Please reproduce the material from its first line through the line with "[38,336,134,404]", keeping the audit instructions word for word and scaling each bounding-box coordinate in the answers by 0.55, rounded to whole numbers with halves going up. Return only those lines, and omit the pictures.

Image entries for named regions

------------------------------

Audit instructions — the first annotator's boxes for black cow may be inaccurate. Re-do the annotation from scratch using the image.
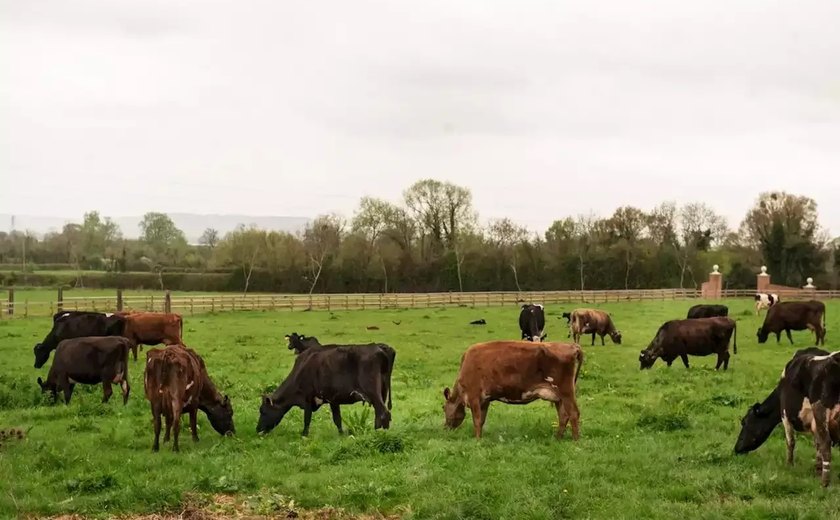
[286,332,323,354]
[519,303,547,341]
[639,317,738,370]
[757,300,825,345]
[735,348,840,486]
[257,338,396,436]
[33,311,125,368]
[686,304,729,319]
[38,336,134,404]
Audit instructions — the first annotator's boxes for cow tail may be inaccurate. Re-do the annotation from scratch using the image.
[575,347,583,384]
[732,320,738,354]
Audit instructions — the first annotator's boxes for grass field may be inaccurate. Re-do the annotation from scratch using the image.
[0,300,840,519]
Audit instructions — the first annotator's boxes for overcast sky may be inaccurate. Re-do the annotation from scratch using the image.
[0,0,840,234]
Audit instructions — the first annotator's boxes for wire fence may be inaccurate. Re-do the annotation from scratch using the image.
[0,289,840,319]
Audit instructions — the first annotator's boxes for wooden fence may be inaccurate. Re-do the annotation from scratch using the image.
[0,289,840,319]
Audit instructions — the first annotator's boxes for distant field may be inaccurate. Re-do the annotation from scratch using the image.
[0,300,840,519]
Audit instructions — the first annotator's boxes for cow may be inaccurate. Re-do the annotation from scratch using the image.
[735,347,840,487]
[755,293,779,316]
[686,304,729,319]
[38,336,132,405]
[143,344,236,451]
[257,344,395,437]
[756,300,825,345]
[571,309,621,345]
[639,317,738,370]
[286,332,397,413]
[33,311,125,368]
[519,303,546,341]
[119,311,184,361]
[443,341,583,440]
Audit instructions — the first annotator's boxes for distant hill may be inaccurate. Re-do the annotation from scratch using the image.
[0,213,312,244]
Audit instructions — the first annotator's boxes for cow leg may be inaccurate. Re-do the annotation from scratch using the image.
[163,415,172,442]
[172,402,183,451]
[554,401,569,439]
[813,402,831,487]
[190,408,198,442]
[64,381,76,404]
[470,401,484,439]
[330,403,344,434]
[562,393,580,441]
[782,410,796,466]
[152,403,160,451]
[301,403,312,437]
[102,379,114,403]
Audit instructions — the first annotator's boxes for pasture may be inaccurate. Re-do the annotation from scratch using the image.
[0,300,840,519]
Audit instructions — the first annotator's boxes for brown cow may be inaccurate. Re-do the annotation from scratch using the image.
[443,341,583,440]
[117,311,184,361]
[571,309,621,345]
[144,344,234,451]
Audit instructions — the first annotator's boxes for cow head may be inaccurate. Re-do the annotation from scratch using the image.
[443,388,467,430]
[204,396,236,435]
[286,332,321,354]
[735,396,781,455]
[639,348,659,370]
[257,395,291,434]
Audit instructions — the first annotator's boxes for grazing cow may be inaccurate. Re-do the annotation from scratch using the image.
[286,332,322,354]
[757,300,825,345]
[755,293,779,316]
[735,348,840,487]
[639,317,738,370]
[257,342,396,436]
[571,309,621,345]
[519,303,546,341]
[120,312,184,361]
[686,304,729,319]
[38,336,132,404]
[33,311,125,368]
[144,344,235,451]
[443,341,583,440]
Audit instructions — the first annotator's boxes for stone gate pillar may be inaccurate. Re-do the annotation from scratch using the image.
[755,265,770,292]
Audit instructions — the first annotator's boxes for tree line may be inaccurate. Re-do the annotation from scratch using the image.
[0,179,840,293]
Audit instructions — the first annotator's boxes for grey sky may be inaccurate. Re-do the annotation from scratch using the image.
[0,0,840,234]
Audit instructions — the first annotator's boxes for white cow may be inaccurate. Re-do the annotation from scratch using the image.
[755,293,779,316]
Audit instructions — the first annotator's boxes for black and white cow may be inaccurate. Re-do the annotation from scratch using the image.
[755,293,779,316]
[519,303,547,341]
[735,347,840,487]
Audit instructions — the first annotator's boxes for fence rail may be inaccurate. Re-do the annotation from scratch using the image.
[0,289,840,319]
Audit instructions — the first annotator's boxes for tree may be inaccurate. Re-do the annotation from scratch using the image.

------------------------------

Exercise answer
Audit instructions — the first annotator's boxes for black cow may be inaccurate. Re-do the annotation from scratch using the image.
[157,183,178,195]
[285,167,301,188]
[351,174,406,204]
[416,165,454,190]
[404,191,462,267]
[141,186,218,240]
[18,171,69,202]
[377,167,401,175]
[21,185,74,222]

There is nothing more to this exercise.